**Tasks and exercises**
• a. From the paragraph of the article on the Train 832 fire that begins "As riders panicked," list each obstacle that hindered passengers trying to escape.
• b. Continue the article on the Train 832 fire from the point where it stops.

**Selected extract**
————————

The nation's worst-ever rail disaster sparked a firestorm of controversy. But ranking MPs and independent consumer advocates say real change is in the offing -- and suggest that the debate over reforms shows just how far Egypt's political and economic discourse has matured.

It must have been terrifying. At the back of Train 832, passengers aboard the third-class cars awoke around 1 a.m. on 20 February to realize that there was a fire spreading toward them. In a railway car stuffed with almost three times as many people as seats, it would have been difficult to move even in a calm moment.

As riders panicked, the lights went out. Passengers trying to reach the next car struggled with a door piled high with bags because the overhead luggage racks were occupied by other riders. People trying to jump from the windows found them crossed by bars. And if anyone had the presence of mind to reach into the fire extinguisher compartments, they would have found them empty.

As the sun rose on the charred cars in Ayyat later that morning, the nation was grieving the worst train disaster in its history, and public outrage was building. The resignation of two top officials could not prevent calls for the government to step down, though they have slackened of late.

Investigations are ongoing to identify lower-ranking individuals who may share responsibility for the disaster. More broadly, the outrage over Train 832 has forced the Ebeid government to admit that the state-owned railway has failed to provide basic safety standards for those riders who can't afford more than a third-class ticket.

————————

**Information supplied**
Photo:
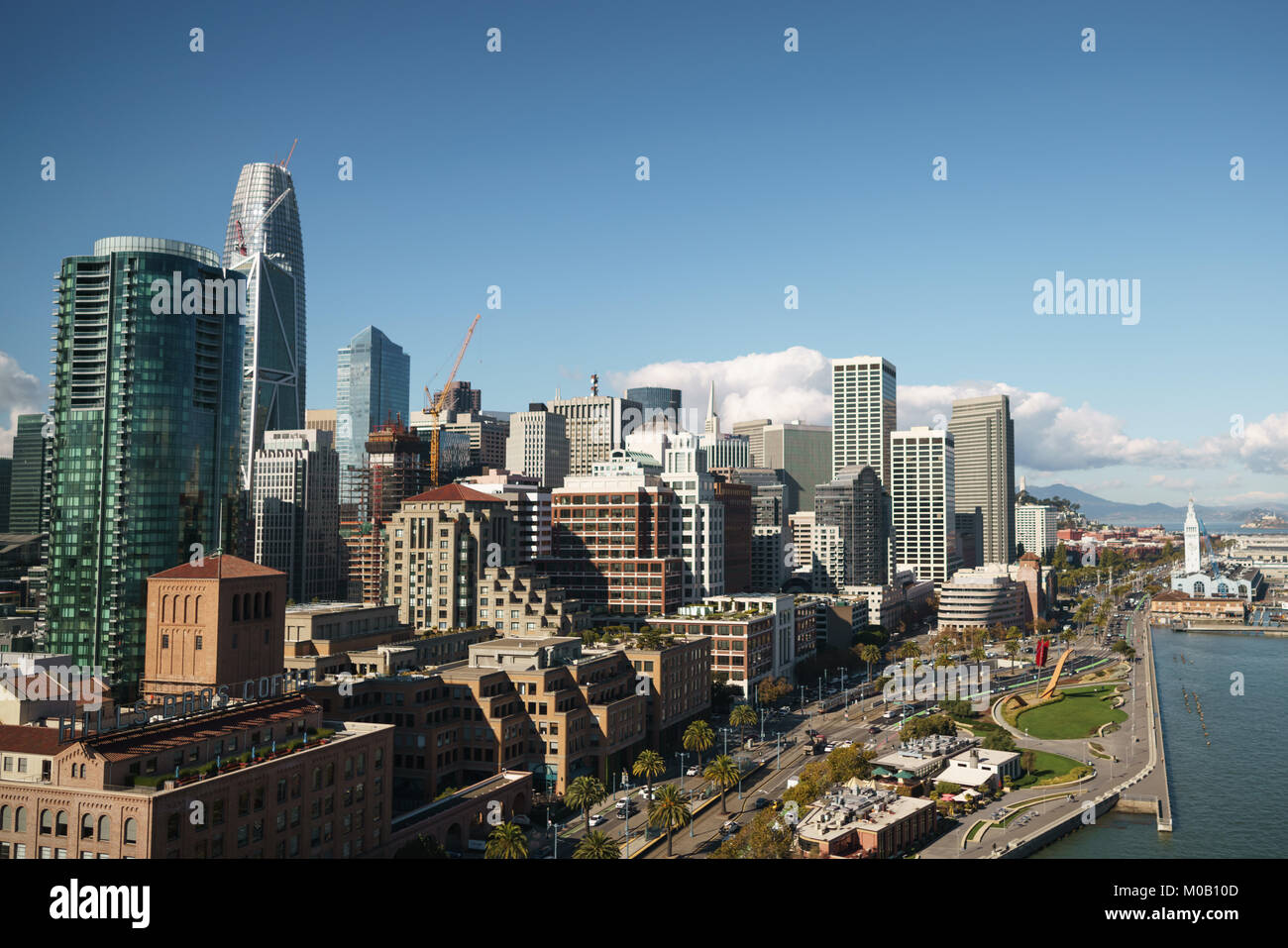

————————

**Answers per task**
• a.
- The lights went out.
- The door to the next car was piled high with bags.
- The windows were crossed by bars.
- The fire extinguisher compartments were empty.

• b.
The tragedy has also reordered the national agenda. Prime Minister Atef Ebeid and his government have acknowledged the need to prioritize improving conditions on passenger rail lines, and Cabinet leaders assured the People's Assembly in March that they would do whatever it takes to rehabilitate the Egyptian National Railway.

The problem is, they don't have what it takes in terms of ready money. Cabinet leaders told Parliament they have a wide-ranging development plan to increase capacity and refurbish old rail cars, but it will take three years to implement. And while stepped-up policing appears to have had some effect in keeping fire hazards off the trains, one month after the Ayyat disaster, third-class cars were still leaving Cairo's Ramses Station with human beings on the luggage racks, bars on the windows, and nothing in the fire-extinguisher boxes.

Blame to spare

The record toll was 364 dead, down from initial estimate of 373, with another 64 passengers injured. Casualties were high because the train from Cairo to Luxor was crammed with people heading to Upper Egypt to celebrate the Eid Al-Adha holiday with their families. The staggering loss drew international sympathy, an outpouring of donations for the victims' families from across Egyptian society, and a demand for accountability that could not be ignored.

The first to fall were political figureheads: Two days after the disaster, Minister of Transportation Ibrahim El-Demeiri and Railway Authority chief Ahmed El-Sherif handed in their resignations. Then prosecutors and members of the People's Assembly turned their scopes on railway workers. Investigators, headed by Prosecutor General Maher Abdel Wahid, have promised to put on trial any railway employee suspected of negligence in the case.

The public's mind is ranging further. Local newspapers batted around the suspicion that an uncontrolled short-circuit in the train's wiring sparked the fire. Third-class passengers interviewed by Business Today Egypt in late March even entertained the theory that the blaze might have been caused by a bomb.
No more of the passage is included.